• Problem statement:
An exact copy of all the data below is needed, without its pictures.

• Material shown:
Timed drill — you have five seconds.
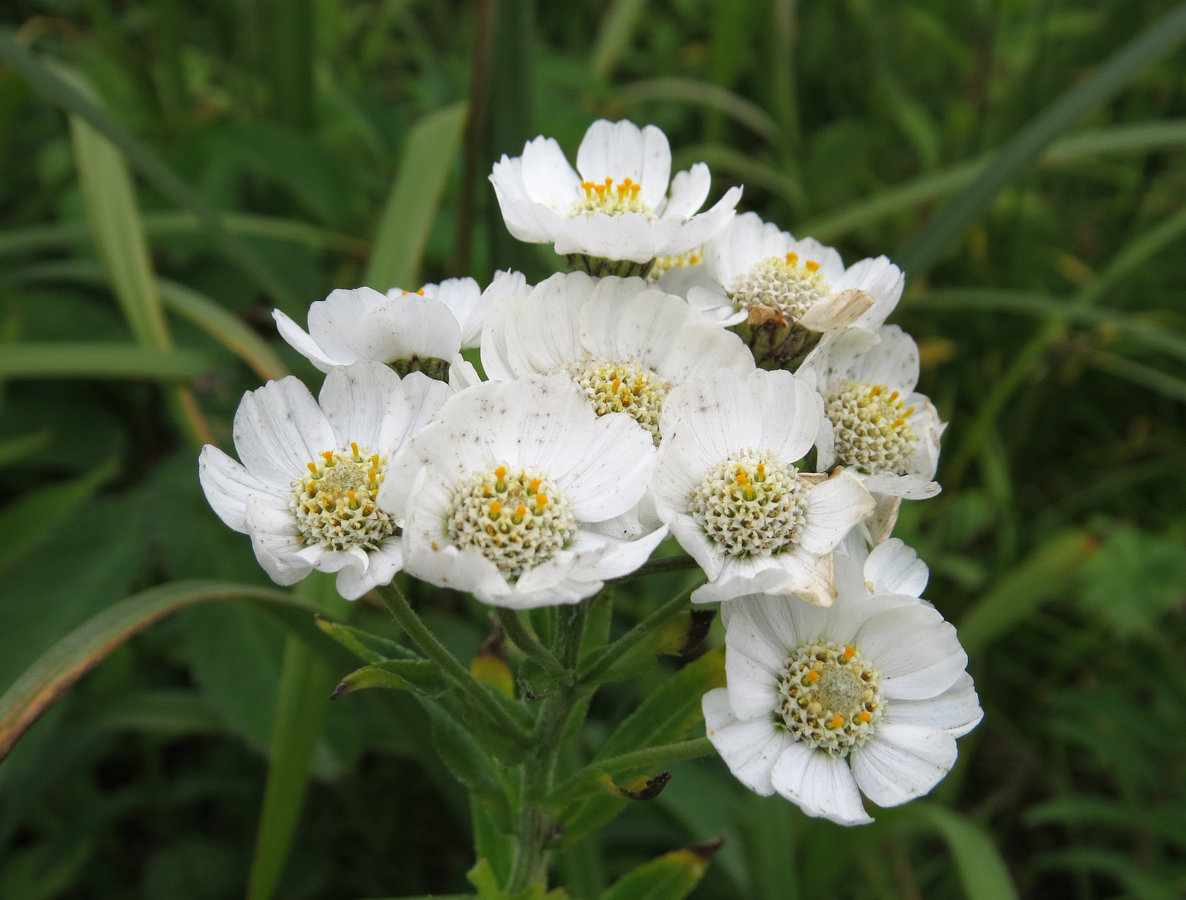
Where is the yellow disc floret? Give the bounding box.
[825,381,917,475]
[290,443,395,551]
[567,356,673,445]
[732,252,831,321]
[775,640,884,755]
[572,177,653,218]
[447,463,577,581]
[688,450,807,556]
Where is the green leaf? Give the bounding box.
[600,841,721,900]
[957,531,1098,655]
[0,458,117,578]
[0,580,319,763]
[363,102,468,290]
[315,618,421,665]
[0,343,214,380]
[900,804,1019,900]
[1077,526,1186,636]
[329,659,447,699]
[0,432,50,468]
[425,700,511,828]
[897,3,1186,275]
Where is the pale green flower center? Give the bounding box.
[567,356,672,445]
[447,464,577,581]
[572,177,653,218]
[826,380,917,476]
[291,444,395,552]
[775,640,884,755]
[688,451,806,556]
[732,252,831,320]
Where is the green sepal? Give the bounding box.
[328,659,446,699]
[314,618,420,664]
[599,840,722,900]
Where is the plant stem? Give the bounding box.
[498,609,570,683]
[376,583,529,746]
[579,586,696,684]
[505,600,590,892]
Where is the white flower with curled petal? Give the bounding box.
[703,587,982,825]
[802,325,945,500]
[197,362,451,600]
[489,119,742,272]
[377,376,667,609]
[659,213,903,367]
[651,369,874,606]
[481,271,756,445]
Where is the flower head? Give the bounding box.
[489,119,742,270]
[704,587,982,825]
[378,375,666,608]
[198,361,450,599]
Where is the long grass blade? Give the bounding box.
[0,344,213,380]
[617,78,779,142]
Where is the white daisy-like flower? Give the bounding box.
[803,325,945,499]
[481,271,756,445]
[703,588,982,825]
[833,536,931,605]
[198,361,451,600]
[651,369,874,606]
[659,213,903,368]
[377,376,667,609]
[489,119,742,272]
[272,271,524,384]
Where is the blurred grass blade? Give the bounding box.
[247,574,347,900]
[68,100,169,349]
[0,432,50,468]
[1088,350,1186,403]
[600,840,721,900]
[363,102,468,290]
[0,343,213,380]
[906,804,1019,900]
[618,78,779,142]
[897,2,1186,275]
[680,143,805,209]
[0,580,317,762]
[591,0,648,80]
[0,459,117,578]
[0,34,299,308]
[958,531,1098,655]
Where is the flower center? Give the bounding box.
[647,247,703,282]
[447,464,578,581]
[775,640,884,755]
[688,450,807,556]
[566,356,672,445]
[290,444,395,552]
[731,252,831,321]
[825,381,917,476]
[572,177,653,218]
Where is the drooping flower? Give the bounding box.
[198,361,451,599]
[489,119,742,273]
[802,325,945,499]
[272,271,524,385]
[377,376,667,608]
[480,271,756,444]
[651,369,874,605]
[703,588,982,825]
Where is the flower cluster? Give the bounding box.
[199,118,978,825]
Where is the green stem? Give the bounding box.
[376,583,529,746]
[549,737,716,803]
[579,586,696,684]
[498,610,570,683]
[505,601,590,892]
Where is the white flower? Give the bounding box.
[802,325,945,499]
[703,588,982,825]
[378,376,667,608]
[481,271,756,444]
[198,362,451,600]
[271,273,524,384]
[661,212,903,337]
[651,370,874,606]
[489,119,742,267]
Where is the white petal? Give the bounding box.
[770,742,873,825]
[198,445,271,533]
[233,377,337,486]
[864,538,929,597]
[883,672,983,738]
[519,136,582,208]
[272,309,338,372]
[334,540,403,600]
[850,723,958,807]
[663,163,711,218]
[703,688,788,796]
[796,472,875,555]
[855,605,968,700]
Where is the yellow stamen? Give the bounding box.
[843,646,856,659]
[307,462,318,476]
[536,493,548,508]
[871,385,882,395]
[488,501,502,517]
[805,260,820,272]
[529,477,542,493]
[494,465,507,479]
[514,504,527,522]
[786,252,798,265]
[350,441,359,457]
[804,670,820,684]
[858,710,872,723]
[321,451,334,464]
[830,714,844,729]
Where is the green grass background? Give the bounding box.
[1,0,1185,897]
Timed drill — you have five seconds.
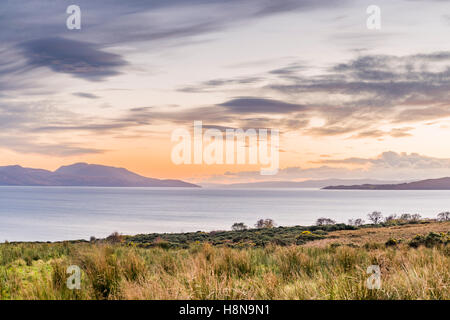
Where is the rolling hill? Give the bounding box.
[323,177,450,190]
[202,179,406,189]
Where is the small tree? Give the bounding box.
[255,219,276,229]
[400,213,412,221]
[231,222,248,231]
[411,214,422,221]
[316,218,336,226]
[437,212,450,221]
[348,218,364,226]
[106,231,123,243]
[368,211,383,224]
[385,214,398,223]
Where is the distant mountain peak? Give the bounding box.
[61,162,88,167]
[55,162,130,176]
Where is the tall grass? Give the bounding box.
[0,241,448,300]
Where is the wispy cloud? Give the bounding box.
[219,97,307,114]
[215,151,450,182]
[73,92,100,99]
[315,151,450,170]
[0,136,104,156]
[177,51,450,138]
[19,38,127,81]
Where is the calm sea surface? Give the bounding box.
[0,186,449,241]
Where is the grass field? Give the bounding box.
[0,221,448,300]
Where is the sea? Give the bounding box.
[0,186,448,241]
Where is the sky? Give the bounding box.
[2,0,450,183]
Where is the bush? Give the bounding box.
[296,231,325,245]
[152,237,172,249]
[409,232,449,248]
[310,223,356,232]
[231,223,248,231]
[106,232,123,244]
[384,214,398,224]
[255,219,276,229]
[348,218,364,226]
[316,218,336,226]
[385,238,399,247]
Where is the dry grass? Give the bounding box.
[303,221,450,248]
[0,232,448,300]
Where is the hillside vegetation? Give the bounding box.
[0,221,448,300]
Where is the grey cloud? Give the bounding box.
[219,97,307,114]
[99,51,450,138]
[394,106,450,123]
[1,0,346,46]
[0,0,350,87]
[0,136,104,156]
[174,51,450,139]
[0,0,350,106]
[0,101,77,131]
[316,151,450,170]
[305,124,366,137]
[0,99,151,156]
[218,151,450,182]
[350,127,413,139]
[178,64,305,93]
[269,63,307,77]
[32,123,132,133]
[19,38,127,81]
[389,127,414,138]
[73,92,100,99]
[179,77,262,93]
[0,100,140,136]
[201,125,237,131]
[271,53,450,98]
[264,52,450,135]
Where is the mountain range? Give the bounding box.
[323,177,450,190]
[0,163,199,187]
[3,163,449,190]
[201,179,407,189]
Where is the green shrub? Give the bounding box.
[296,231,325,245]
[385,238,399,247]
[409,232,449,248]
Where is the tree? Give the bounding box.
[348,218,364,226]
[231,222,248,231]
[368,211,383,224]
[316,218,336,226]
[106,231,123,243]
[384,214,398,223]
[411,214,422,221]
[255,219,275,229]
[400,213,412,221]
[437,212,450,221]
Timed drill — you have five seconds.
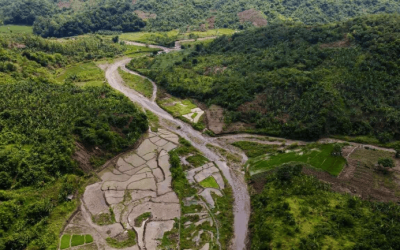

• Task output:
Timed drill — you have five seconds.
Where is the yellow disc floret? Give the bounding box.
[825,381,917,475]
[290,443,395,551]
[567,356,673,445]
[732,252,831,321]
[775,640,884,755]
[572,177,653,218]
[447,463,577,581]
[688,450,807,556]
Where is the green leaf? Give the bounding box.
[600,841,721,900]
[957,531,1098,655]
[0,458,117,578]
[0,580,319,763]
[363,102,468,290]
[315,618,421,665]
[0,343,214,380]
[900,804,1019,900]
[1077,526,1186,636]
[329,659,447,699]
[0,432,50,468]
[425,700,511,828]
[897,3,1186,275]
Where is the pale green flower center? Give the bounding box.
[567,356,672,445]
[447,464,577,581]
[572,177,653,218]
[826,380,917,476]
[291,444,395,552]
[775,640,884,755]
[688,451,806,556]
[732,252,831,320]
Where is the green sepal? Give the bounding box.
[328,659,446,699]
[314,618,420,664]
[599,840,722,900]
Where is the plant stem? Give the bounding box.
[498,609,570,683]
[376,583,529,746]
[579,586,696,684]
[505,600,590,892]
Where is the white flower with curled petal? Give the bounding box.
[703,587,982,825]
[802,325,945,500]
[197,362,451,600]
[489,119,742,272]
[377,376,667,609]
[659,213,903,367]
[651,369,874,606]
[481,271,756,445]
Where is the flower head? Give the bounding box.
[489,119,742,270]
[704,587,982,825]
[378,375,666,608]
[198,361,450,599]
Where is the long grass blade? Give the bounding box.
[0,344,213,380]
[617,78,779,142]
Where is the white daisy-like flower? Give the bounding box.
[803,325,945,499]
[481,271,756,445]
[703,588,982,825]
[833,536,931,605]
[198,361,451,600]
[651,369,874,606]
[659,213,903,368]
[377,376,667,609]
[489,119,742,272]
[272,271,524,384]
Where is the blurred grass blade? Give the bounding box.
[247,574,347,900]
[68,100,169,349]
[0,432,50,468]
[1088,350,1186,403]
[600,840,721,900]
[363,102,468,290]
[0,343,213,380]
[906,804,1019,900]
[618,78,779,142]
[897,2,1186,275]
[680,143,805,209]
[0,580,317,762]
[591,0,648,80]
[0,459,117,578]
[0,34,299,308]
[958,531,1098,655]
Where is the flower center? Give the bounding box.
[647,247,703,282]
[447,464,578,581]
[775,640,884,755]
[688,450,807,556]
[566,356,672,445]
[290,444,395,552]
[731,252,831,321]
[825,381,917,476]
[572,177,653,218]
Where is the drooping flower? Give the bounding box.
[198,361,451,599]
[489,119,742,273]
[802,325,945,499]
[272,271,524,385]
[377,376,667,608]
[480,271,756,444]
[651,369,874,605]
[703,588,982,825]
Where is the flower cluster? Give the bounding box.
[199,118,978,825]
Where is the green stem? Give the bounding box.
[376,583,529,746]
[549,737,716,803]
[579,586,696,684]
[498,610,570,683]
[505,601,590,892]
Where is the white flower? Give the bounding box.
[802,325,945,499]
[703,588,982,825]
[378,376,667,608]
[481,271,756,444]
[198,362,451,600]
[271,273,524,384]
[661,212,903,337]
[651,370,874,606]
[489,119,742,267]
Where is the white petal? Give the bounding box.
[770,742,873,825]
[198,445,271,533]
[233,377,337,486]
[864,538,929,597]
[883,672,983,738]
[519,136,582,208]
[272,309,338,372]
[334,540,403,600]
[850,723,958,807]
[663,163,711,218]
[703,688,788,796]
[796,472,875,555]
[855,605,968,700]
Where is the yellow stamen? Give the bounding box.
[843,646,856,659]
[307,462,318,476]
[536,493,548,508]
[871,385,882,395]
[488,501,502,517]
[805,260,820,272]
[529,477,542,493]
[494,465,507,479]
[514,504,527,522]
[786,252,798,265]
[350,441,359,457]
[804,670,820,684]
[858,710,872,723]
[321,451,334,464]
[830,714,844,729]
Where is the green grass background? Give the bounding box.
[1,0,1185,897]
Timed drill — you have five seconds.
Where is the rolling hill? Give the bounding box.
[323,177,450,190]
[202,179,406,189]
Where is the small tree? Give the bounding box.
[255,219,276,229]
[400,213,412,221]
[231,222,248,231]
[411,214,422,221]
[316,218,336,226]
[437,212,450,221]
[348,218,364,226]
[106,231,123,243]
[368,211,383,224]
[385,214,398,223]
Where is the distant mountain peak? Give the bounding box.
[61,162,88,167]
[55,162,130,176]
Where is the tall grass? Give the bounding box.
[0,241,448,300]
Where is the wispy cloud? Give the bounding box.
[219,97,307,114]
[215,151,450,182]
[73,92,100,99]
[315,151,450,170]
[0,136,104,156]
[177,51,450,138]
[19,38,127,81]
Where is the calm sea surface? Give the bounding box.
[0,186,449,241]
Where is the grass field? Give the bounding box.
[0,221,448,300]
Where is the sea? Give the bounding box.
[0,186,448,241]
Where is the sky? Give the bounding box.
[2,0,450,183]
Where is the bush? Give the bounding box.
[296,231,325,245]
[152,237,172,249]
[409,232,449,248]
[310,223,356,232]
[231,223,248,231]
[106,232,123,244]
[384,214,398,224]
[255,219,276,229]
[348,218,364,226]
[316,218,336,226]
[385,238,399,247]
Where is the dry grass? Give the bounding box.
[303,221,450,248]
[0,232,448,300]
Where is the hillside vegetation? Give the bounding box.
[0,221,448,300]
Where is the grey cloud? Give the bounding box.
[219,97,307,114]
[99,51,450,138]
[394,106,450,123]
[1,0,346,46]
[0,0,350,87]
[0,136,104,156]
[174,51,450,139]
[0,0,350,106]
[0,101,77,131]
[316,151,450,170]
[305,124,366,137]
[0,99,151,156]
[218,151,450,182]
[350,127,413,139]
[178,64,305,93]
[269,63,307,77]
[32,123,132,133]
[19,38,127,81]
[389,127,414,138]
[73,92,100,99]
[179,77,262,93]
[0,100,140,136]
[201,125,237,131]
[271,53,450,98]
[264,52,450,135]
Where is the mountain range? Give the bounding box.
[323,177,450,190]
[0,163,199,187]
[3,163,449,190]
[201,179,407,189]
Where is the green shrub? Give the bounding box.
[296,231,325,245]
[385,238,399,247]
[409,232,449,248]
Where is the tree? Give the bounding box.
[348,218,364,226]
[231,222,248,231]
[368,211,383,224]
[316,218,336,226]
[106,231,123,243]
[384,214,398,223]
[411,214,422,221]
[255,219,275,229]
[400,213,412,221]
[437,212,450,221]
Timed drill — you have five seconds.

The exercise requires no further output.